_Your objective_
Scan the material for "truck". Copy every line it appears in.

_Data listing_
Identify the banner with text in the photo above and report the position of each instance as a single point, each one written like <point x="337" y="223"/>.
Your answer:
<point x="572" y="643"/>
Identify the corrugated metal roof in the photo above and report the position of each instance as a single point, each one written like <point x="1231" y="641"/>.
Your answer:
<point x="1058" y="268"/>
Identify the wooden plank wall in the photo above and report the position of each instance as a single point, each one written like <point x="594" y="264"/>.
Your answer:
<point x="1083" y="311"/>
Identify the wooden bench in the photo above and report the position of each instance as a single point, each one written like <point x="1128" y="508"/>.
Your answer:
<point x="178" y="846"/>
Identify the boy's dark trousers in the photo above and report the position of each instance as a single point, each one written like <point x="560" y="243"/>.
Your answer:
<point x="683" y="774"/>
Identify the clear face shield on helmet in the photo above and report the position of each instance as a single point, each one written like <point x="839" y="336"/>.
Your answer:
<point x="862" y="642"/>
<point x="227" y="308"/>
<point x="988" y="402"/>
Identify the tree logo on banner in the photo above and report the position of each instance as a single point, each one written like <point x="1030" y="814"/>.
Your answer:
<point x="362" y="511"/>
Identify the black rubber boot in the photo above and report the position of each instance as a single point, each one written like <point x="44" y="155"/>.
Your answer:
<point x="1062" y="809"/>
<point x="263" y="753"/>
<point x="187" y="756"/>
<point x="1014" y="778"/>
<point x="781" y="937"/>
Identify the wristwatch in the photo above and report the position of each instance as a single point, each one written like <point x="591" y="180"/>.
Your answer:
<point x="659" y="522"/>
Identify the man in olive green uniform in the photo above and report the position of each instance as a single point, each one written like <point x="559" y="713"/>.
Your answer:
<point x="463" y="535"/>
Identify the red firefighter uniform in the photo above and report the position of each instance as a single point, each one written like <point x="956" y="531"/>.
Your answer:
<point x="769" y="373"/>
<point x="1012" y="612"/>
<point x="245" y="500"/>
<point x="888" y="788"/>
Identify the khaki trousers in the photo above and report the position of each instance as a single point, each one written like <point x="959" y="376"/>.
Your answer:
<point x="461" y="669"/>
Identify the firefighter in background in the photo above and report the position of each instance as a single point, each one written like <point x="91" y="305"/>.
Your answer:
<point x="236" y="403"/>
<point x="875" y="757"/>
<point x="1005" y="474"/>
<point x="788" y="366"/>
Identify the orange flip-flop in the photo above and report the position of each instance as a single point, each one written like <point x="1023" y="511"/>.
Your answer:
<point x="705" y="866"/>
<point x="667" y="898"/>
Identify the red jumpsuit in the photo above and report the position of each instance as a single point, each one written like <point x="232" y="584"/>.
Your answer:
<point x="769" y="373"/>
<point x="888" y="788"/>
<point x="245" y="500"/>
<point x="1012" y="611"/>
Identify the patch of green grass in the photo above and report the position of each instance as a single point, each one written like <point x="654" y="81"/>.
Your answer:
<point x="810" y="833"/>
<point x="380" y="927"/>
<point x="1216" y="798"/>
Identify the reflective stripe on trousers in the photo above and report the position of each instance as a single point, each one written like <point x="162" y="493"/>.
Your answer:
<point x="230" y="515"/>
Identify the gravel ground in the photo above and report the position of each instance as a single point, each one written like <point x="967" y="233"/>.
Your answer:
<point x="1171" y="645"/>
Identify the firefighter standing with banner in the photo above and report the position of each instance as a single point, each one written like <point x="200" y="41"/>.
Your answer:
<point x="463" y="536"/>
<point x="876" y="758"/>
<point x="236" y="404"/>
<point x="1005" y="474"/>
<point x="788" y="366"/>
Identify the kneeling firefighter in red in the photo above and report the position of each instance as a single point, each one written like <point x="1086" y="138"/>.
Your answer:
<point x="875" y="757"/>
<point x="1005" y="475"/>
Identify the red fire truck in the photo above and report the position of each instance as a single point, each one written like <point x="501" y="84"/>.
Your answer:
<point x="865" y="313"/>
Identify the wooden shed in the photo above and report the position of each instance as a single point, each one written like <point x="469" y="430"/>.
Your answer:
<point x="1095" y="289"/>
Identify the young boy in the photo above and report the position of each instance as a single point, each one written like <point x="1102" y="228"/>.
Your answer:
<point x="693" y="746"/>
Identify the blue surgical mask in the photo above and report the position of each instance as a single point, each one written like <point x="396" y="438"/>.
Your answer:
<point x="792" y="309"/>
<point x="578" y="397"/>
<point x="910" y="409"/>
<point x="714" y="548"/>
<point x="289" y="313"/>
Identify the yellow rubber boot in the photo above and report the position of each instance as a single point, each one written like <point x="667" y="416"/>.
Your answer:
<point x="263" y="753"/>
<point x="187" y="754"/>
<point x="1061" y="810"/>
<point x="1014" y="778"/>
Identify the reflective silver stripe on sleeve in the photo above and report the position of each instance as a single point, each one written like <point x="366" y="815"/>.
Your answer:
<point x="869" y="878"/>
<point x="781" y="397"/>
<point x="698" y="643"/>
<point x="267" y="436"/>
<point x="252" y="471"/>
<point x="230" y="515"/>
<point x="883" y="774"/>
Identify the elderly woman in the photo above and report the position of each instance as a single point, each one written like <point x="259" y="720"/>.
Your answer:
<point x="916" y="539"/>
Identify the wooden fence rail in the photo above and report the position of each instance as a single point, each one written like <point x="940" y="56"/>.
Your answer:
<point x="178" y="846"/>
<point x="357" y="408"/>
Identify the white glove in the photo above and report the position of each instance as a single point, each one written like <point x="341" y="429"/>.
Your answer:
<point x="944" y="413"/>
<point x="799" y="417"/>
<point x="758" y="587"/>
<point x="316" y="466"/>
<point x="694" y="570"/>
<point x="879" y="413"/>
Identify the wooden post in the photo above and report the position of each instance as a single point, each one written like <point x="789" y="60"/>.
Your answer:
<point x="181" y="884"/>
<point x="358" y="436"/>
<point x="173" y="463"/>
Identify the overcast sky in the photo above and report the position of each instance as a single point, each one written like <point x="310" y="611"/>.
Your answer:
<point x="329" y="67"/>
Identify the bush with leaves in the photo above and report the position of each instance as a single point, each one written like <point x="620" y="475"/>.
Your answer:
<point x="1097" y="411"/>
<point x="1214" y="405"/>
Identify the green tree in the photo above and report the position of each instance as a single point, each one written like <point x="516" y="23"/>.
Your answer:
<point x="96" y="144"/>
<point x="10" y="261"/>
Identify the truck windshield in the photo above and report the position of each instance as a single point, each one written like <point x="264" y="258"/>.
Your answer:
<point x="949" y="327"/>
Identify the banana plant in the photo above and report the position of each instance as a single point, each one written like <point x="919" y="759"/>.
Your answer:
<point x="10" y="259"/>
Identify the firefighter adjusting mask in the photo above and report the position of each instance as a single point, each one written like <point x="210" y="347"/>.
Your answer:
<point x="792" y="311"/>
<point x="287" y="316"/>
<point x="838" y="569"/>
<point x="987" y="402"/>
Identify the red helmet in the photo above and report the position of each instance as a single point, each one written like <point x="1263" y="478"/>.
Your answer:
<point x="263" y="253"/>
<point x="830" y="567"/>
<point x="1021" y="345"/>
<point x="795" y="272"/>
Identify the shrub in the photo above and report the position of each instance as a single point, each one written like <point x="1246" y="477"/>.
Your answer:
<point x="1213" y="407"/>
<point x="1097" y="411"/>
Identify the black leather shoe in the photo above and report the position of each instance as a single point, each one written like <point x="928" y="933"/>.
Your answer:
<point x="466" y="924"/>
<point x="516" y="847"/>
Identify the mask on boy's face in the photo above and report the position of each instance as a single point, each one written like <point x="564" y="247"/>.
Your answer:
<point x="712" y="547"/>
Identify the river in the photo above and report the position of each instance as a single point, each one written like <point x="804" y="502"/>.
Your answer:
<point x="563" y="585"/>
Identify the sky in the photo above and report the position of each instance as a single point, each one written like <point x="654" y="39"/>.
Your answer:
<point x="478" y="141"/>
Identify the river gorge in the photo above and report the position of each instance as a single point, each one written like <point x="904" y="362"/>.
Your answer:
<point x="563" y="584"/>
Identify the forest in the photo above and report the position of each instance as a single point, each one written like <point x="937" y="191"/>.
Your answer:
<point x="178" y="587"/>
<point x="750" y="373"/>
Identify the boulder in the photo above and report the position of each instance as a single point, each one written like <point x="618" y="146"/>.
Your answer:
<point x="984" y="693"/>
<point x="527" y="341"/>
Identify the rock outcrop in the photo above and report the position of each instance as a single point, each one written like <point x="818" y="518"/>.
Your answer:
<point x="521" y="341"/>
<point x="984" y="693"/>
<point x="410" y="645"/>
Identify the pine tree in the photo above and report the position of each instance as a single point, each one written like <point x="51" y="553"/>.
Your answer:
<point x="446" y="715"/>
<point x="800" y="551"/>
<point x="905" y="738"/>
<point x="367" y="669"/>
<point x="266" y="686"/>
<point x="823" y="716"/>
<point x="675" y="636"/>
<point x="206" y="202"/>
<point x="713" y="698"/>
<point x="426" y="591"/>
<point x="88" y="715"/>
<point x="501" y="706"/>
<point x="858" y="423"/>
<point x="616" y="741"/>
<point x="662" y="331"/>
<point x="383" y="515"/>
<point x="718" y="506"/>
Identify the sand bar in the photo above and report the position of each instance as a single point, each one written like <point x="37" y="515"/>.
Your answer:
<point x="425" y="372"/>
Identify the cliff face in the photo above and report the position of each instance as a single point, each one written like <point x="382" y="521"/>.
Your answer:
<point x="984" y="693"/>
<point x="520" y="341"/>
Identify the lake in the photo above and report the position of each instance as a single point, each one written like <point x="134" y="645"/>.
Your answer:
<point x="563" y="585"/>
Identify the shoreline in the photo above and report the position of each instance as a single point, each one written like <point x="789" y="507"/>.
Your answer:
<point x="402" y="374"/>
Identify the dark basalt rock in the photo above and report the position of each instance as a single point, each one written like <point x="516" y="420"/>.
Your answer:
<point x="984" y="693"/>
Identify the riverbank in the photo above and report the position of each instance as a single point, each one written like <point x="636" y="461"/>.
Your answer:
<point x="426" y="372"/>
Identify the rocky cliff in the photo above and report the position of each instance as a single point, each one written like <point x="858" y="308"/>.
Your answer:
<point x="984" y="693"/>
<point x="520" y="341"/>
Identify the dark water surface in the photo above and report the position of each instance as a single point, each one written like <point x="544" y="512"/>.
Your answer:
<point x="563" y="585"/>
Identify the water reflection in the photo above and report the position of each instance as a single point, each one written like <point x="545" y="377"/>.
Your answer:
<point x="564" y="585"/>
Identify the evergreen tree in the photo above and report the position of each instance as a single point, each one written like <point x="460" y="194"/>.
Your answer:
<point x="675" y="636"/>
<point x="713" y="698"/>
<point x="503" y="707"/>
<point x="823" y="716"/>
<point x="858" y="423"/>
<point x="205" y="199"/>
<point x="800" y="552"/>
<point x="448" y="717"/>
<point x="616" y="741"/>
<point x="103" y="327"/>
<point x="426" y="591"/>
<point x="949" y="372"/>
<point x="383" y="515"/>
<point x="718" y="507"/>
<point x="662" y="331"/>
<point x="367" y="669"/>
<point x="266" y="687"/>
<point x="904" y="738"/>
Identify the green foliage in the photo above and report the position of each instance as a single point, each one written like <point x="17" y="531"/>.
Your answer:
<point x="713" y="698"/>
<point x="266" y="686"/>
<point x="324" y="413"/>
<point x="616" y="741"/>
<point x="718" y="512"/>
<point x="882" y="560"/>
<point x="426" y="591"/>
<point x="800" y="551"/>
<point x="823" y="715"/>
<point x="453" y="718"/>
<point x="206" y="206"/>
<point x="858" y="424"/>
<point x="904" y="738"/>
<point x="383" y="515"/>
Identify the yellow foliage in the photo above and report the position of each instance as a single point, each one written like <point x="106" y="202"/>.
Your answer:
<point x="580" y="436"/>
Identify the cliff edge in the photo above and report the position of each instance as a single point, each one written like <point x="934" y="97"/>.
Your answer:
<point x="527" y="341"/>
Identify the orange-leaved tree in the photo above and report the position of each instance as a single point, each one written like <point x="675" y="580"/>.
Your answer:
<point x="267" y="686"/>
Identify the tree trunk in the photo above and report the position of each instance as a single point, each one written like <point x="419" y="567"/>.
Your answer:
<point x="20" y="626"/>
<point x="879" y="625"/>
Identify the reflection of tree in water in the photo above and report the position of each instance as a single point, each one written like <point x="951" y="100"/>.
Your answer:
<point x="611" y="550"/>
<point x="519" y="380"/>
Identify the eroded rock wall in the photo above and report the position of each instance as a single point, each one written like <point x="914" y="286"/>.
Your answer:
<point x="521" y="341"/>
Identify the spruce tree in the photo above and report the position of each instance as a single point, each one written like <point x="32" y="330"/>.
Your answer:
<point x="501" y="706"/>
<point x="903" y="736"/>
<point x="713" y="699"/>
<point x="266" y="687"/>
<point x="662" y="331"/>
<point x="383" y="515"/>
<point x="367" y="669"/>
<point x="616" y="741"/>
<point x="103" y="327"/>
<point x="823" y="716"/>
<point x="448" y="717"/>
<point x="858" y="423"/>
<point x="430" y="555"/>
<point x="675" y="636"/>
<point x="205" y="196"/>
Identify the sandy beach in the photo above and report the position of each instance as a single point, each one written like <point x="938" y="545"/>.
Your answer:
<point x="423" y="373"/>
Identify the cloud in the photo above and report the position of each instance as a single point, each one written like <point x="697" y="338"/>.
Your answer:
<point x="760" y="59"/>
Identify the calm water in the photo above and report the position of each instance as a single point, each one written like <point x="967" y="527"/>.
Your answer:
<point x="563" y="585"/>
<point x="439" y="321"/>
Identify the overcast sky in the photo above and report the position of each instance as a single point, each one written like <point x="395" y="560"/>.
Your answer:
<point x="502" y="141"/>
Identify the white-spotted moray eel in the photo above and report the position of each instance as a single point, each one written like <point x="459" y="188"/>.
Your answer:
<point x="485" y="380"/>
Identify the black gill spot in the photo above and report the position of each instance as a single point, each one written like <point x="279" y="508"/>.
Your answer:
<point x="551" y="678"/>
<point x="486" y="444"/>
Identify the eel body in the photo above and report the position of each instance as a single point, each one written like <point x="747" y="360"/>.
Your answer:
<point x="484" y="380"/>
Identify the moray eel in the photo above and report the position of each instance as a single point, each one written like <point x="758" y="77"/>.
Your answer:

_The answer_
Identify the red fire truck in the photo above and report the position of each instance as a single point, each one written like <point x="501" y="84"/>.
Identify the truck windshield in the photo above and report the position of each instance as a single point, each one written like <point x="264" y="258"/>.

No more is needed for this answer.